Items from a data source
------------------------------------------------------------

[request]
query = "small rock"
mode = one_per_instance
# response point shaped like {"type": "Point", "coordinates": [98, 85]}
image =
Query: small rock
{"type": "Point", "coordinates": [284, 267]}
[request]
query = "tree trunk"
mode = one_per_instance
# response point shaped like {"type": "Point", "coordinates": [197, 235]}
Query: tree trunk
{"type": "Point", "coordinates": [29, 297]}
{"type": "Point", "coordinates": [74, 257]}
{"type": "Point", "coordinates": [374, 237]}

------------------------------------------------------------

Please rewrite these lines with "small rock" switched to "pebble" everywhere it occurs, keeping everything else unchanged.

== Result for this exercise ==
[request]
query = "pebble"
mode = one_per_instance
# response point shaped like {"type": "Point", "coordinates": [98, 85]}
image =
Query: pebble
{"type": "Point", "coordinates": [284, 267]}
[request]
query = "tree trunk"
mode = one_per_instance
# response point shaped like {"type": "Point", "coordinates": [197, 235]}
Query: tree trunk
{"type": "Point", "coordinates": [29, 297]}
{"type": "Point", "coordinates": [74, 257]}
{"type": "Point", "coordinates": [374, 237]}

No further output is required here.